* _PROBLEM REQUIREMENTS_
Please print the data again exactly as given.

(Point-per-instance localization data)
-----

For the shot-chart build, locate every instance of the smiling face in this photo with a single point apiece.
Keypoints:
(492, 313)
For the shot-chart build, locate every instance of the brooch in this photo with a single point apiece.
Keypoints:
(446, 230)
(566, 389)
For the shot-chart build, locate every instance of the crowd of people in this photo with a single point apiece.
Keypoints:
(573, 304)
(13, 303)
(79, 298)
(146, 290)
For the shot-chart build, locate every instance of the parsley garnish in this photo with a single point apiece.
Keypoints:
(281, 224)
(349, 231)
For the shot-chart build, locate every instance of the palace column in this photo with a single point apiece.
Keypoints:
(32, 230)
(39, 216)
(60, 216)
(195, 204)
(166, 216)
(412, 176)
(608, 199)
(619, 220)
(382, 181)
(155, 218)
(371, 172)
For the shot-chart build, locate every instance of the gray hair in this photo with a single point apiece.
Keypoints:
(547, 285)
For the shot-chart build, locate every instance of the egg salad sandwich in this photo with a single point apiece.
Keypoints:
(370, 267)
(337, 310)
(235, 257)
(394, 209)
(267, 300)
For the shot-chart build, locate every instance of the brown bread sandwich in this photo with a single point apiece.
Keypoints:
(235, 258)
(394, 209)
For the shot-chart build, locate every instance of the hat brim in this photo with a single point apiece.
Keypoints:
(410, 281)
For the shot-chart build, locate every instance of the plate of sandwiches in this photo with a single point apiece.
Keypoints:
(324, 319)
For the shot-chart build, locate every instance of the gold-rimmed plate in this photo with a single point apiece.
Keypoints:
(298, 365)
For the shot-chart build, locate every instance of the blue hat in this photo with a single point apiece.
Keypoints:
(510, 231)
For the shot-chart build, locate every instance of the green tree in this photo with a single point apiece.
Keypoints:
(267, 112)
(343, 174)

-----

* _ANSWER TO THIS TASK_
For the shot-chart build, locate every instance of the smiling face in this photo with a single point apiece.
Keypoints:
(492, 313)
For the shot-chart build, locate every instance of the brooch in this photo with a single point apiece.
Keypoints:
(446, 230)
(566, 389)
For the shot-chart build, locate every instance of the crowd of people in this photo with a single point apiece.
Keypoints:
(573, 304)
(13, 303)
(79, 298)
(146, 290)
For the shot-chart build, locate every instance of the parsley garnish in this photo with a single point apiece.
Keypoints:
(281, 224)
(349, 231)
For the shot-chart build, locate every instance of the palace column in this photo with a single point apiece.
Keypoints:
(32, 230)
(39, 216)
(60, 216)
(195, 204)
(166, 216)
(412, 176)
(608, 199)
(619, 220)
(382, 181)
(155, 218)
(371, 172)
For the shot-chart build, locate every instance of the gray hair in this photo with a single point apiece.
Keypoints:
(547, 285)
For the shot-chart build, locate every instance of the egg salad sandwich in this photo with a single point apiece.
Keypoints:
(370, 267)
(337, 310)
(235, 257)
(394, 209)
(267, 300)
For the shot-chart build, locate every instance of the brown bread sandwich in this photo with a single point apiece.
Keypoints:
(235, 258)
(394, 209)
For the shot-chart build, locate every instance of the hat brim in this photo with a single point apiece.
Keypoints:
(410, 281)
For the shot-chart build, locate every instance of the plate of sandwiches in this photo with a single point apiece.
Keypoints:
(324, 319)
For the shot-chart build, locate every instance of the gold-rimmed plate in this photo with a single point apiece.
Keypoints:
(298, 365)
For the shot-chart build, locate every instance of the blue hat in this photo with a single point apiece.
Keypoints:
(510, 231)
For the shot-chart build, locate every instance of the green tree in this photo with a single point apiece.
Keypoints:
(267, 112)
(343, 174)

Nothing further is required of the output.